DOCUMENT EXTRACT
+++
Nitrogen is only slightly less important to plants than Carbon found in CO2. This is a Carbon based planet populated by Carbon based life forms. Poor carbon levels = poor growth and poor life. Imagine what your life would be like if you never ate chips or rice or cereal or nuts or potatoes or pasta or cake or bread or fruit or sugar. Plants have only one source of Carbon - and that is CO2, so you have to make it good or nothing else matters.

If you think that 2 measly bubbles per second can fill a 60 gallon tank fast enough with CO2 to satisfy fast growing plants you are mistaken. You probably need closer to 20 bubbles per second and this is why you are failing. Turn your blooming needle valve counterclockwise until you can hear the gas singing as it whizzes through the tube like a flute (whistling flute - suit - couldn't resist plugging my favorite Cockney rhyme  )

Did you read the Dropchecker Tutorial? Did you get 4dkh water as instructed in the thread Is Co2 visible in aquariums? The people at Aquatic Nature will not have anything useful to say regarding this. It would surprise me if anyone there actual kept a planted tank. It's more likely that this is a marketing company based in Krakatoa and that they subcontract manufacture of their products to some local chemist. They cannot change reality, but you can change your procedure to comply with the reality of the tank.
+++
MATERIAL PROVIDED

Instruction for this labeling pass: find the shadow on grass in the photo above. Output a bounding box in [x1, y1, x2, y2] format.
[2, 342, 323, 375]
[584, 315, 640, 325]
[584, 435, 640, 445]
+++
GOAL OF THE EXERCISE
In the aquarium CO2 post, roughly how many bubbles per second does the writer say a 60 gallon tank probably needs?

WRITTEN RESPONSE
Closer to 20 bubbles per second.